> [Work task]: Repeat every record word for word and omit the images.

> [Extracted records]:
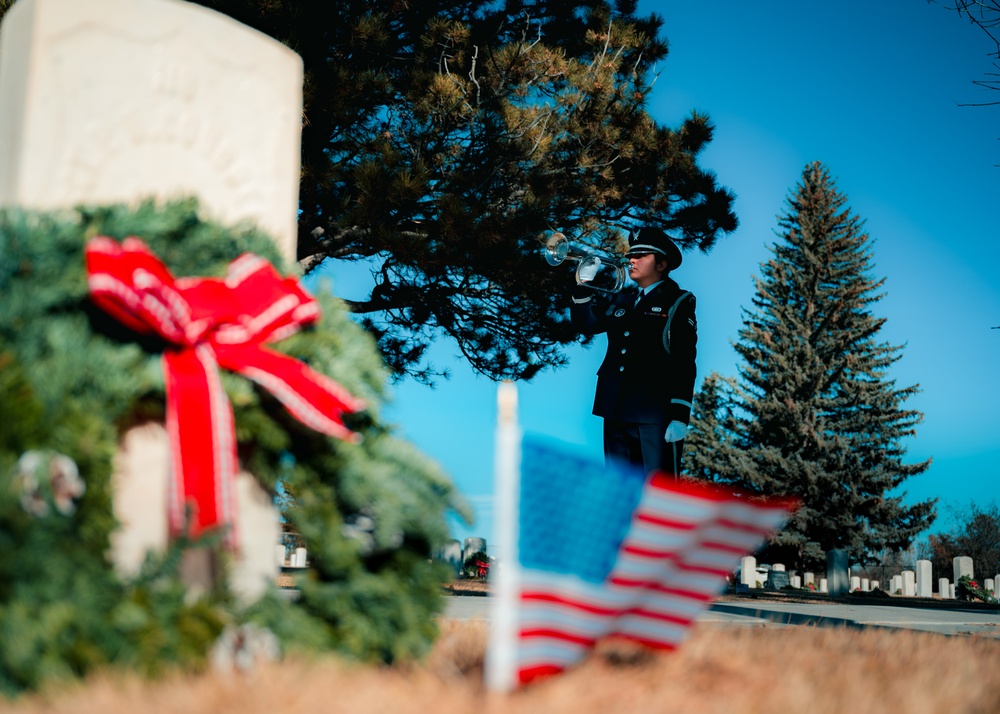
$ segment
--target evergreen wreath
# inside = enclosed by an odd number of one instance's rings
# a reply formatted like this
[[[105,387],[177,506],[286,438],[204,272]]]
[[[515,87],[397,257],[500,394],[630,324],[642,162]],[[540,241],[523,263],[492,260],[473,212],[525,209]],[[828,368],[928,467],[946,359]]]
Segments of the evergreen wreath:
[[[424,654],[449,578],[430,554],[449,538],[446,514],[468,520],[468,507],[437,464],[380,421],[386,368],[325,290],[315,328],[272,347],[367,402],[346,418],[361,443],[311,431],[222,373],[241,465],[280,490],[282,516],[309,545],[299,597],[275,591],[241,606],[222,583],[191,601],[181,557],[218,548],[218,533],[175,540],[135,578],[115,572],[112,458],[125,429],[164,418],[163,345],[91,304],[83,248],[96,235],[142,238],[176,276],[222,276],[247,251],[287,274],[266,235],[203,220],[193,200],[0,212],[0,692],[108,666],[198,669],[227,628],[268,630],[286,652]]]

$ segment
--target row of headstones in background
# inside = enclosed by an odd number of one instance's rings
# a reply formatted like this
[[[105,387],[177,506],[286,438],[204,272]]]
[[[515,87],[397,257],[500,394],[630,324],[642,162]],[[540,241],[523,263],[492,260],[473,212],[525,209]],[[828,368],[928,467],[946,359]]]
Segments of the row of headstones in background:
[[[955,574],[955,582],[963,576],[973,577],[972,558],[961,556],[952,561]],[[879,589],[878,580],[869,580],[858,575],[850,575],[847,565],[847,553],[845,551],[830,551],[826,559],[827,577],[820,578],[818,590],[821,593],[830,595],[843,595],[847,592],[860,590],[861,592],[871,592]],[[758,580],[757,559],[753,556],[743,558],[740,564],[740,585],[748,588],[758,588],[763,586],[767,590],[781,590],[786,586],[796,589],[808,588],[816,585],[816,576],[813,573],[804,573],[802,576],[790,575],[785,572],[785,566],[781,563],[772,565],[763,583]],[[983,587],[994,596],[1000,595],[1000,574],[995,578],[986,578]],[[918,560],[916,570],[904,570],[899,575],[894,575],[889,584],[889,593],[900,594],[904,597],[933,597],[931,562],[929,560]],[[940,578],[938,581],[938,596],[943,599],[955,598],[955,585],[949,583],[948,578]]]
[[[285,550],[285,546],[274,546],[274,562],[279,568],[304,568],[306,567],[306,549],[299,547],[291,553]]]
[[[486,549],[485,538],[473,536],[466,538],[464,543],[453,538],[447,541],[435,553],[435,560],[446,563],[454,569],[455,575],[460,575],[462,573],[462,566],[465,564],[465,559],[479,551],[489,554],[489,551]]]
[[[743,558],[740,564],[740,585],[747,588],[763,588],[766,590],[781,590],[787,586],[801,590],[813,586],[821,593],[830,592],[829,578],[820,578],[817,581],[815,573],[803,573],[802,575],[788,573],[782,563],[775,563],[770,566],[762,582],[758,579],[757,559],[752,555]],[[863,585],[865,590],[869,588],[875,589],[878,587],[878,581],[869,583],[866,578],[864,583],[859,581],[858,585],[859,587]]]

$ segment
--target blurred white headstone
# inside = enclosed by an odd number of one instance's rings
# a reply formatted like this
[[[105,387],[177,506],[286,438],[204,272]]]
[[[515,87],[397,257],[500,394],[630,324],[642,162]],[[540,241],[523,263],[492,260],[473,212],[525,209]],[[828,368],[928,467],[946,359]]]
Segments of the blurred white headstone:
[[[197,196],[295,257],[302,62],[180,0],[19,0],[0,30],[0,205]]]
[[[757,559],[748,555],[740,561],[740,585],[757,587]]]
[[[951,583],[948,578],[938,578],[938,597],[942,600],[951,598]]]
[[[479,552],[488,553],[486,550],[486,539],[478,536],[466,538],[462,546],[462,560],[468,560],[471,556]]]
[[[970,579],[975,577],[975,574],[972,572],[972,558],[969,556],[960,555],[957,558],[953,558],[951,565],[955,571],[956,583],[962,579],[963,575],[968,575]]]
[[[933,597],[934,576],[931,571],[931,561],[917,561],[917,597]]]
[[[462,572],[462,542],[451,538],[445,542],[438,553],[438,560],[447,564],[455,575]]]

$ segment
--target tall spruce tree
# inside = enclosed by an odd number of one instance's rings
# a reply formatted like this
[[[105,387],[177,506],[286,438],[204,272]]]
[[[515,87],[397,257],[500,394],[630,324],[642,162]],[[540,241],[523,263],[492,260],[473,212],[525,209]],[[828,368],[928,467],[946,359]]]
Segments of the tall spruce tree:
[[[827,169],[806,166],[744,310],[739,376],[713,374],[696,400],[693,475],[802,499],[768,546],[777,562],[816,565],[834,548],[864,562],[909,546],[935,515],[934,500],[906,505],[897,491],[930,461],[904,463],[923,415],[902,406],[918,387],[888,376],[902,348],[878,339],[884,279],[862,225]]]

> [Solution]:
$ segment
--target evergreen wreath
# inside = enclosed by an odd number of one instance's rings
# a reply formatted like this
[[[105,387],[177,506],[286,438],[204,272]]]
[[[515,87],[397,257],[500,394],[630,324],[642,162]],[[540,241],[523,263],[492,260],[473,212],[525,209]],[[828,368],[928,467],[946,359]]]
Segments of the evergreen wreath:
[[[424,654],[449,578],[430,554],[449,538],[446,514],[468,520],[468,507],[437,464],[380,421],[386,368],[325,290],[315,328],[272,347],[367,402],[346,418],[361,443],[311,431],[222,373],[241,465],[280,490],[282,516],[309,545],[299,597],[275,591],[241,606],[222,583],[191,601],[181,557],[218,548],[218,533],[175,540],[135,578],[115,572],[112,458],[125,429],[164,418],[163,345],[91,304],[83,248],[96,235],[142,238],[176,276],[222,276],[247,251],[287,274],[266,235],[203,220],[193,200],[0,212],[0,692],[108,666],[198,669],[227,628],[268,630],[286,652]]]

$ segment
--target row of headstones in background
# inside = enclosed by an odd number of one instance's rings
# a reply formatted like this
[[[105,387],[177,506],[286,438],[204,272]]]
[[[515,87],[397,257],[500,394],[630,324],[642,162]],[[540,241],[523,263],[492,260],[473,212],[525,209]],[[828,368],[928,467],[946,359]]]
Segments of the row of headstones in background:
[[[955,574],[955,582],[963,576],[973,577],[972,558],[961,556],[952,561]],[[879,589],[878,580],[869,580],[858,575],[850,575],[847,565],[847,553],[845,551],[830,551],[826,559],[827,577],[820,578],[818,590],[821,593],[830,595],[843,595],[847,592],[860,590],[861,592],[871,592]],[[758,580],[757,559],[753,556],[743,558],[740,564],[740,585],[748,588],[758,588],[763,586],[767,590],[781,590],[786,586],[796,589],[808,588],[816,585],[816,576],[813,573],[804,573],[802,576],[790,575],[785,572],[785,566],[781,563],[772,565],[763,583]],[[983,587],[994,596],[1000,595],[1000,574],[995,578],[986,578]],[[918,560],[916,570],[904,570],[899,575],[894,575],[889,584],[889,593],[900,594],[904,597],[933,597],[931,562],[929,560]],[[940,578],[938,581],[938,596],[943,599],[955,598],[955,585],[949,583],[948,578]]]
[[[285,550],[285,546],[274,546],[274,562],[279,568],[304,568],[306,567],[306,549],[299,547],[291,553]]]
[[[486,549],[485,538],[473,536],[466,538],[464,543],[453,538],[447,541],[435,553],[435,560],[446,563],[454,569],[455,575],[460,575],[462,573],[462,566],[465,564],[465,559],[479,551],[489,554],[489,551]]]
[[[743,558],[740,564],[740,585],[747,588],[763,588],[766,590],[781,590],[787,586],[801,590],[813,586],[821,593],[830,592],[829,578],[820,578],[817,581],[815,573],[803,573],[802,575],[788,573],[782,563],[775,563],[770,566],[762,582],[758,579],[757,559],[752,555]],[[863,585],[865,590],[869,588],[875,589],[878,587],[878,581],[869,583],[866,578],[864,583],[859,581],[858,585],[859,587]]]

$ segment
--target blurred white headstone
# inside = enclosed by an odd number of one instance's rings
# a reply formatted like this
[[[105,387],[177,506],[286,438],[204,272]]]
[[[515,87],[397,257],[500,394],[630,324],[642,162]],[[540,241],[523,263],[492,260],[473,212],[525,209]],[[828,368],[928,467],[946,359]]]
Segments of the blurred white headstone:
[[[197,196],[295,257],[302,62],[180,0],[19,0],[0,30],[0,205]]]
[[[757,559],[748,555],[740,561],[740,585],[757,587]]]
[[[951,583],[948,578],[938,578],[938,597],[942,600],[951,598]]]
[[[479,552],[488,553],[486,550],[486,539],[478,536],[466,538],[462,546],[462,560],[468,560],[471,556]]]
[[[970,579],[975,577],[975,574],[972,572],[972,558],[969,556],[960,555],[957,558],[953,558],[951,565],[955,571],[956,583],[962,579],[963,575],[968,575]]]
[[[933,597],[934,576],[931,571],[931,561],[917,561],[917,597]]]
[[[462,572],[462,542],[451,538],[445,542],[438,553],[438,560],[447,564],[455,575]]]

$ segment
--target tall spruce tree
# inside = enclosed by an odd number of one instance's rings
# a reply formatted like this
[[[105,387],[177,506],[286,438],[204,272]]]
[[[515,87],[397,257],[500,394],[630,324],[642,162]],[[540,241],[523,263],[492,260],[473,212],[525,209]],[[828,368],[928,467],[946,359]]]
Segments of the tall spruce tree:
[[[827,169],[806,166],[744,310],[739,376],[713,374],[696,400],[693,475],[802,499],[768,546],[777,562],[816,565],[834,548],[864,562],[909,546],[935,515],[934,500],[906,505],[897,491],[930,461],[904,463],[923,415],[902,406],[918,387],[888,376],[902,348],[878,339],[884,279],[862,225]]]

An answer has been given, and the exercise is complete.